• [Énoncé écrit A]: D'après le passage extrait, quelle édition du FSM était présentée par certains textes comme la dernière lors de sa préparation à Belém ?
• [Énoncé écrit B]: Renvoyez le passage extrait de « C’est un effort » jusqu'à « planifient son enterrement. » inclus, sans y changer quoi que ce soit.

• [Passage extrait]:
------------------------------------------------------------
Qui a intérêt à enterrer le FSM ?

, par  CRUZ Mauri

Tout le monde sait que les processus liés au FSM ont toujours été complexes et avec de profondes dissonances entre les nuances politiques et les acteurs impliqués. Ce fait ne doit surprendre personne. Ce n´est pas facile de tenter d’organiser une action conjointe de caractère international des luttes de la classe des travailleurs, qui s´ajoute aux autres luttes sociales pour la liberté, la démocratie, les droits humains, les droits des femmes et des Noirs, la liberté de religion, les droits de l’enfant, de la jeunesse, des adolescents et des personnes âgées, le droit de libre organisation des peuples, la protection de l’environnement et d’autres agendas qui s´étenderaient sur toutes ces deux pages. Pire encore, l’articulation de ces luttes et de ces acteurs sous une même stratégie anticapitaliste qui propose un nouvel ordre des choses, synthétisée par l’idée d’un autre monde possible, urgent et nécessaire, est vraiment très compliquée.

C’est un effort complexe, d’accomplissement difficile et qui doit avoir la patience et la capacité tolérante de comprendre les temps et les mouvements de chaque processus, de chaque acteur, de chaque mouvement. Dès sa naissance, le FSM a souffert des attaques de ceux qui ont prêché son décès. Je me rappelle de la préparation du FSM2009, à Belém, des textes, documents et messages qui proclamaient que ce serait sa dernière édition. Curieusement, ce sont beaucoup de ceux qui, aujourd’hui encore, planifient son enterrement.

La lettre de Pablo Solon, tout en respectant sa trajectoire politique, n’a aucun sens, pour les personnes qui sont impliqués dans les processus d’organisation du FSM. Même la proposition d’un Tribunal Éthique International n´a pas été ignorée par les organisations brésiliennes du CI. Des organisations qui sont d´ailleurs au milieu de la lutte contre le coup d’État, qui agissent directement au niveau de la mobilisation et de la résistance, en organisant des manifestations, en recueillant des fonds et en assurant que la lutte soit diffusée partout dans le monde.
------------------------------------------------------------
• [Lignes de données]:
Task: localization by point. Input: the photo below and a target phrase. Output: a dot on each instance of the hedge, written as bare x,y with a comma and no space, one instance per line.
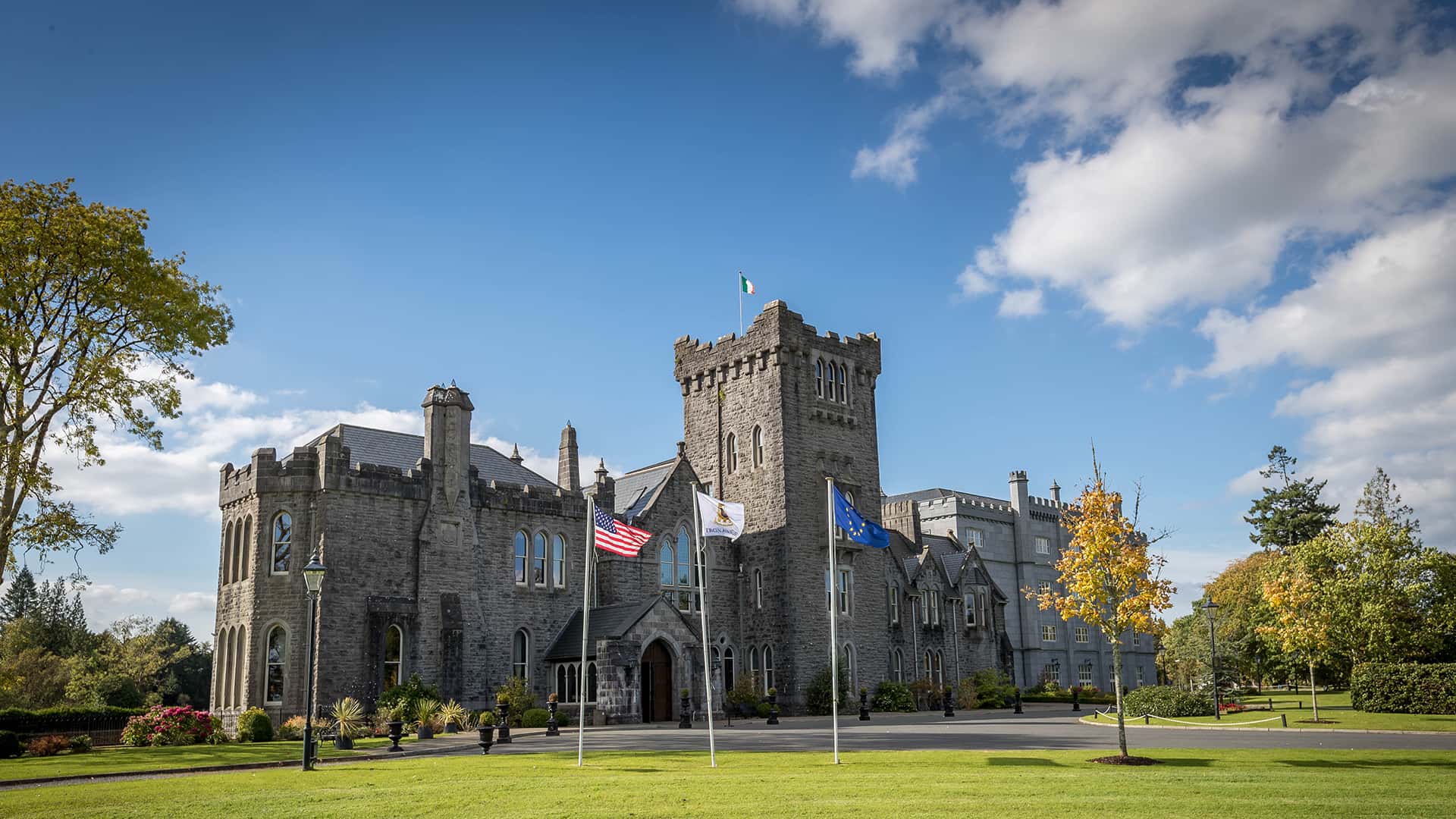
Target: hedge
61,720
1404,689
------------------------------------------------------------
• [Sortie A]: Le FSM2009.

• [Sortie B]:
C’est un effort complexe, d’accomplissement difficile et qui doit avoir la patience et la capacité tolérante de comprendre les temps et les mouvements de chaque processus, de chaque acteur, de chaque mouvement. Dès sa naissance, le FSM a souffert des attaques de ceux qui ont prêché son décès. Je me rappelle de la préparation du FSM2009, à Belém, des textes, documents et messages qui proclamaient que ce serait sa dernière édition. Curieusement, ce sont beaucoup de ceux qui, aujourd’hui encore, planifient son enterrement.